Collection entries:
************

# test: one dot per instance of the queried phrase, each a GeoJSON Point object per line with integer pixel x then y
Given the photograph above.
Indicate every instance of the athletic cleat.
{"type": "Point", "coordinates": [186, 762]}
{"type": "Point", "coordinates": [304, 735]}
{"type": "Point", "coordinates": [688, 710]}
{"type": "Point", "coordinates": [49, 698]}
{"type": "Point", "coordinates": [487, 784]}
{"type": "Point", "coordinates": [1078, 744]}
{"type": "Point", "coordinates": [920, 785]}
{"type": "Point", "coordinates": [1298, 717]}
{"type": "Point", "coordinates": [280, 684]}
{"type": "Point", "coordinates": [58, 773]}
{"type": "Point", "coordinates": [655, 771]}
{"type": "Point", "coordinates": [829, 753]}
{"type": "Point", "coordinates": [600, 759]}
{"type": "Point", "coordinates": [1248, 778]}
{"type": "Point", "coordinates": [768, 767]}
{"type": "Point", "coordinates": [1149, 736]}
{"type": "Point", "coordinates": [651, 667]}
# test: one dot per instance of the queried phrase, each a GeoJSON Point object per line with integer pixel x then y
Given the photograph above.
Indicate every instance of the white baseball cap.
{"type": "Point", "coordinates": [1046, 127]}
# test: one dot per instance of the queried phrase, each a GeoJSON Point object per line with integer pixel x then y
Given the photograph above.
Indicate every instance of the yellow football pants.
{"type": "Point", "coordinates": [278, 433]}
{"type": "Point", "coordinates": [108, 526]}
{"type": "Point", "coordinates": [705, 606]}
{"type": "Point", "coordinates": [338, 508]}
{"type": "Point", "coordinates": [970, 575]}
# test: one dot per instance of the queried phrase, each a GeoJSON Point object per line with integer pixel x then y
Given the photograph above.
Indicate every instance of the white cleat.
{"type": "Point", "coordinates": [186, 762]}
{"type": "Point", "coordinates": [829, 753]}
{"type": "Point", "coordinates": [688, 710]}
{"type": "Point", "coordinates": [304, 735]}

************

What the task asks:
Copy every line above once more, precisely as it reads.

Your response:
# test: one dot per instance of the queried phrase, each a GeoJSON Point object per line with integer pixel x then y
Given the photograph above.
Indicate every instance of the athletic cleat.
{"type": "Point", "coordinates": [186, 762]}
{"type": "Point", "coordinates": [304, 735]}
{"type": "Point", "coordinates": [688, 710]}
{"type": "Point", "coordinates": [49, 698]}
{"type": "Point", "coordinates": [487, 784]}
{"type": "Point", "coordinates": [1078, 744]}
{"type": "Point", "coordinates": [920, 785]}
{"type": "Point", "coordinates": [1298, 717]}
{"type": "Point", "coordinates": [280, 684]}
{"type": "Point", "coordinates": [58, 773]}
{"type": "Point", "coordinates": [655, 771]}
{"type": "Point", "coordinates": [829, 753]}
{"type": "Point", "coordinates": [600, 759]}
{"type": "Point", "coordinates": [1248, 778]}
{"type": "Point", "coordinates": [768, 767]}
{"type": "Point", "coordinates": [1149, 736]}
{"type": "Point", "coordinates": [651, 667]}
# test: one dot per instance of the queried phrase, each a GeoJSON Point object per line with integer pixel x then y
Given the photograph above.
Indicate every instance of the white baseball cap.
{"type": "Point", "coordinates": [1046, 127]}
# test: one dot per instance of the queried phrase, each a GeoJSON Point object per line with integer pixel x then y
Given the photograph above.
Indicate every instance of the yellow football pants.
{"type": "Point", "coordinates": [278, 433]}
{"type": "Point", "coordinates": [108, 526]}
{"type": "Point", "coordinates": [705, 606]}
{"type": "Point", "coordinates": [338, 508]}
{"type": "Point", "coordinates": [970, 575]}
# test: one dot per instance of the queried phrase, each a GeoJSON Point object per line with integer pixel x then y
Given the photograph above.
Indicate every instance of the white cleat.
{"type": "Point", "coordinates": [186, 762]}
{"type": "Point", "coordinates": [829, 753]}
{"type": "Point", "coordinates": [688, 710]}
{"type": "Point", "coordinates": [304, 735]}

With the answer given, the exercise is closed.